**Passage:**
# # # # #

It’s a really interesting look at how we can build globally competitive companies in Europe. Watch the interview to find out how…

  • Hoxton Ventures combine European focus with Silicon Valley principles to scale startups internationally.
  • How growth-focused valuations differ compared to the U.S. market.
  • His thoughts on the future of cybersecurity.

Hussein Kanji is a founding partner at Hoxton Ventures, with significant experience in the VC industry, both in the U.S. and Europe, and offered a fascinating perspective for fintech professionals, bankers, and enthusiasts.

A Career Rooted in Early-Stage Investing

In the interview, Kanji began by explaining his role at Hoxton Ventures, a firm he co-founded a decade ago, specializing in seed-stage investments. His career path led him from building companies on the U.S. West Coast to joining a major American VC firm, and ultimately establishing Hoxton Ventures in London. His focus on early-stage investing stems from his entrepreneurial roots and a belief that the early phases of a company’s journey are the most rewarding, albeit risky. Kanji emphasized that identifying promising startups at this stage requires a blend of art and science. With three IPOs from 17 investments in their first fund, their record demonstrates their expertise.

# # # # #

**Information supplied:**

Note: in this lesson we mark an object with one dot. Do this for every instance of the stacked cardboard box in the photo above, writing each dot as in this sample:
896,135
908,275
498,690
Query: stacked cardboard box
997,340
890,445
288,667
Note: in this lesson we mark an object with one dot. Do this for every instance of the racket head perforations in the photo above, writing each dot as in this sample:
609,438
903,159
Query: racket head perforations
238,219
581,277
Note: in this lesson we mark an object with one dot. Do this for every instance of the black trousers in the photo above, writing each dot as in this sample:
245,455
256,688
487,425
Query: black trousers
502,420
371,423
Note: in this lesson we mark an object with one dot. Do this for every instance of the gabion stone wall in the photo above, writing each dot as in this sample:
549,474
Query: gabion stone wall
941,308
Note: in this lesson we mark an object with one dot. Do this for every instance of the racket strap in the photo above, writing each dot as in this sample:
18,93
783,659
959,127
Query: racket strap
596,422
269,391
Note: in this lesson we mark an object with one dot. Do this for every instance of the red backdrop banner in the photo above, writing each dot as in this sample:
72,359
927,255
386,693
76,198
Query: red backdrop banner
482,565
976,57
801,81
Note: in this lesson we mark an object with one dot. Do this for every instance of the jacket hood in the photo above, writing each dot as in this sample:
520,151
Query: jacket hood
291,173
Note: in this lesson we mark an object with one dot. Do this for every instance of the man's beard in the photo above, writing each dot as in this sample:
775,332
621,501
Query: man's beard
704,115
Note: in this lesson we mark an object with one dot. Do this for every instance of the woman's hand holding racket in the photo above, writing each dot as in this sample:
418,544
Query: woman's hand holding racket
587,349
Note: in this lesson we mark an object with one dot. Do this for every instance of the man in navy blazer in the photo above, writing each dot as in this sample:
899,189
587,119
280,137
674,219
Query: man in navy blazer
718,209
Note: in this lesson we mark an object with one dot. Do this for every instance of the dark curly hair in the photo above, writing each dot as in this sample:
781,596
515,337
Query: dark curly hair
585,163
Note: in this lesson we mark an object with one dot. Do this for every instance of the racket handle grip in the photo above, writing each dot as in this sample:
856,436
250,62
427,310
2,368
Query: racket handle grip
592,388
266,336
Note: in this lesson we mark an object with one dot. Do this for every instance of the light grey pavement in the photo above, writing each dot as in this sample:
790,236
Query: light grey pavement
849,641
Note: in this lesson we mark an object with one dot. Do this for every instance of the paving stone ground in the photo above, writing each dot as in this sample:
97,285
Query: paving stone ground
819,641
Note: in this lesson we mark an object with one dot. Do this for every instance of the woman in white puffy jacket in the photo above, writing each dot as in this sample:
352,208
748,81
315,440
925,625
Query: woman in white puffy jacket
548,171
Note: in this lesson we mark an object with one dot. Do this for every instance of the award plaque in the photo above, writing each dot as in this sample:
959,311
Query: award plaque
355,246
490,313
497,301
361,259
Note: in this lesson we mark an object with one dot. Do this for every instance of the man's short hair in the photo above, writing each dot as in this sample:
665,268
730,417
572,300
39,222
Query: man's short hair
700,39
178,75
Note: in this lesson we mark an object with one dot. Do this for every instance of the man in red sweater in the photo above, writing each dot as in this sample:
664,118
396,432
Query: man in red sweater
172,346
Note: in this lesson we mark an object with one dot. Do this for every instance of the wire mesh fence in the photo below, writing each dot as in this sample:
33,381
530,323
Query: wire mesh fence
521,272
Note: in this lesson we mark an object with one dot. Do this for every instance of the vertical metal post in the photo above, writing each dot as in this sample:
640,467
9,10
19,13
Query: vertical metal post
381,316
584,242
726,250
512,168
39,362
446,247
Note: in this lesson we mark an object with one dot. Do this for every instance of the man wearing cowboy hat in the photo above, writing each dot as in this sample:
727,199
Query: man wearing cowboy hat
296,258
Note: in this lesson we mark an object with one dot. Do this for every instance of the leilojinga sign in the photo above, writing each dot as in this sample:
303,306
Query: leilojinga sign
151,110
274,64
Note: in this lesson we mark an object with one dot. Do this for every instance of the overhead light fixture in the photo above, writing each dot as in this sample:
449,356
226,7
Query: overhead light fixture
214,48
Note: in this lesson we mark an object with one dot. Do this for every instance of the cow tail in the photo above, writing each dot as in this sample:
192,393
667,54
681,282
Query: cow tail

# # # # #

**Set task A:**
Answer these questions using the Hoxton Ventures passage:
(i) What position does Hussein Kanji hold at Hoxton Ventures?
(ii) In which city was Hoxton Ventures established?
(iii) How many IPOs came from the 17 investments in the firm's first fund?
**Set task B:** Reproduce the Hoxton Ventures passage word for word from "It’s a really" to "future of cybersecurity.".

**Exercise response A:**
(i) Founding partner
(ii) London
(iii) Three

**Exercise response B:**
It’s a really interesting look at how we can build globally competitive companies in Europe. Watch the interview to find out how…

  • Hoxton Ventures combine European focus with Silicon Valley principles to scale startups internationally.
  • How growth-focused valuations differ compared to the U.S. market.
  • His thoughts on the future of cybersecurity.